(Excerpted records begins)

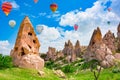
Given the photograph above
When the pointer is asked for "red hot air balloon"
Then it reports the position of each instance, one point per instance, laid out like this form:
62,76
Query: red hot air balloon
75,27
53,7
109,9
6,7
35,1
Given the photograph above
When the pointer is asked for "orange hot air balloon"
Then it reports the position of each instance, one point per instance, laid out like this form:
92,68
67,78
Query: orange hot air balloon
53,7
35,1
76,27
6,7
109,9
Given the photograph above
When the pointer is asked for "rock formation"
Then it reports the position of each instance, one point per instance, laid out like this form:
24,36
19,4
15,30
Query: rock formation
99,51
26,50
118,36
69,51
52,54
109,40
77,49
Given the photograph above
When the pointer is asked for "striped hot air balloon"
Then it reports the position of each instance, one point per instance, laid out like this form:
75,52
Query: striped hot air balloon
35,1
6,7
53,7
76,27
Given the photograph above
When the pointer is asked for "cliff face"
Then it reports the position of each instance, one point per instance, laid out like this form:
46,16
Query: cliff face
109,40
52,54
26,50
118,36
99,51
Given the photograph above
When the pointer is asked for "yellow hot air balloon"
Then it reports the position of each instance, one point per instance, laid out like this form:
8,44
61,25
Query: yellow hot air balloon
12,23
6,7
53,7
39,28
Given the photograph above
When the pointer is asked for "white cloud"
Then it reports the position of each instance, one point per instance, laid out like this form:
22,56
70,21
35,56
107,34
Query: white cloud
27,5
56,15
5,47
42,14
88,20
13,2
51,36
15,5
116,7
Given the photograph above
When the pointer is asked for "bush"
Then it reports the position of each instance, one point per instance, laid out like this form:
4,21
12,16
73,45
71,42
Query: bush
5,61
116,70
68,69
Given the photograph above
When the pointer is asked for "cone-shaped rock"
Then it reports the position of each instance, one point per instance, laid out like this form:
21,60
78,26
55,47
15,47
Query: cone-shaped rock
118,36
26,50
99,51
109,40
77,49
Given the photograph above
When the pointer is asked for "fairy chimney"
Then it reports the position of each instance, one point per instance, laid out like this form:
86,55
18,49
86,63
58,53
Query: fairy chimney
77,49
26,50
99,51
118,36
109,40
69,51
51,54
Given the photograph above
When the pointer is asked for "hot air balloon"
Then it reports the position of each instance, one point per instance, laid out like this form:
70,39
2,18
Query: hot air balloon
75,27
35,1
39,28
12,23
109,9
108,22
53,7
80,8
6,7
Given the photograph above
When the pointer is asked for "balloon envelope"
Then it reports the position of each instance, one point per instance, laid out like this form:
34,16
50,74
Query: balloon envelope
12,23
108,22
35,1
75,27
6,7
109,9
53,7
39,28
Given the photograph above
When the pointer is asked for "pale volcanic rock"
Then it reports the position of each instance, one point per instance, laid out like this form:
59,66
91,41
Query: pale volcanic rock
69,51
118,36
77,49
109,40
99,51
26,50
51,54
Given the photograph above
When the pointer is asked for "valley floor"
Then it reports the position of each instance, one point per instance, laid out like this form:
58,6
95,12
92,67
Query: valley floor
26,74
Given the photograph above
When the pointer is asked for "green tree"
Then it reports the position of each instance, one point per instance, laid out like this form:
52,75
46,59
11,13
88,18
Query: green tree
93,66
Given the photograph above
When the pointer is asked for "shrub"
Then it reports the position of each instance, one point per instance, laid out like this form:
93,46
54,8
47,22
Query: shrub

(Excerpted records ends)

The required output is each line above restated verbatim, with all images omitted.

Solution to the problem |
Given the photograph above
When the pointer is asked for "red hot air balloon"
Then it reports the position of each instance, one point per instance, laid out like this form:
62,76
Query: red hot air balloon
75,27
53,7
109,9
6,7
35,1
Given the photograph above
When the pointer is asked for "orange hot air balloon"
Then it reports the position of each instance, one point per instance, laid out like this form:
92,68
67,78
Query: orange hot air balloon
53,7
35,1
76,27
6,7
109,9
Given the photograph above
When the pointer is asked for "rock formation"
Then it reports the position of each instance, one point per instance, laid out like this form:
24,36
19,4
15,30
Query: rock formation
99,51
26,50
118,36
69,51
52,54
109,40
77,49
Given the photograph above
When the pointer is asked for "striped hot air balloon"
Then it reports the position of each instance, one point per instance, laid out like this form:
75,52
Query: striped hot air balloon
35,1
6,7
53,7
76,27
Given the photograph above
When the pointer is asked for "cliff face"
Then it reports the position of each instance, one point per instance, laid out like this form:
46,16
Query: cliff face
109,40
52,54
26,50
118,36
99,51
Given the photograph above
When the pointer is asked for "yellow hot air balloon"
Then it reports the position of each instance, one point per instance, laid out like this form:
8,44
61,25
Query: yellow hot air balloon
12,23
6,7
53,7
39,28
Given the photograph above
When the pointer is asked for "white cloud"
Then it reports the position of each instance, one point per instance, laid out like this form:
22,56
70,21
35,56
107,34
Query: white cloud
27,5
56,15
5,47
42,14
88,20
13,2
51,36
15,5
116,7
Given the photograph above
When the pointer is asked for "bush"
Then it reports the position of each instance, one point per instance, laid out like this form:
4,21
12,16
73,45
71,42
Query: bush
5,61
116,70
68,69
Given the photograph above
When the pointer is asked for "cone-shaped rock"
Then it reports the position of each instance, one point per instance, laid out like this form:
21,60
78,26
55,47
15,47
Query: cone-shaped rock
118,36
26,50
99,51
109,40
77,49
Given the photograph above
When the pointer is asked for "fairy chimney"
Then it reports the position of each instance, one point per instance, laid out like this form:
86,55
18,49
86,63
58,53
Query: fairy chimney
77,49
26,50
99,51
118,36
109,40
69,51
51,54
Given the photograph above
When the pointer is asked for "hot air balloon"
Then it reports the position of each instance, one point per instance, laid out like this form:
70,39
2,18
Query: hot air balloon
75,27
35,1
39,28
12,23
109,9
108,22
53,7
80,8
6,7
Given the photograph above
When the pointer is asked for "balloon envelope"
Then it reports the position of each instance, one point per instance, laid out like this form:
34,16
50,74
Query: balloon envelope
12,23
108,22
35,1
75,27
6,7
109,9
53,7
39,28
Given the photograph above
When the pointer is asked for "pale volcanic rock"
Then it reports the position of each instance, one point per instance, laid out like this form:
59,66
91,41
Query: pale volcanic rock
69,51
118,36
77,49
109,40
99,51
26,50
51,54
Given the photograph above
When the pointer is asked for "valley floor"
Then it reports the position of each instance, one point per instance, laid out like this form:
58,6
95,12
92,67
Query: valley floor
26,74
Given the photograph above
When the pointer is asked for "green tree"
Then it reports the position of each instance, one point per instance, laid out like this form:
52,75
46,59
11,13
88,18
Query: green tree
93,66
Given the photograph above
When the pointer is asked for "shrub"
Then it reports the position of each instance, one point per instance, laid out like this form:
93,46
54,8
47,22
Query: shrub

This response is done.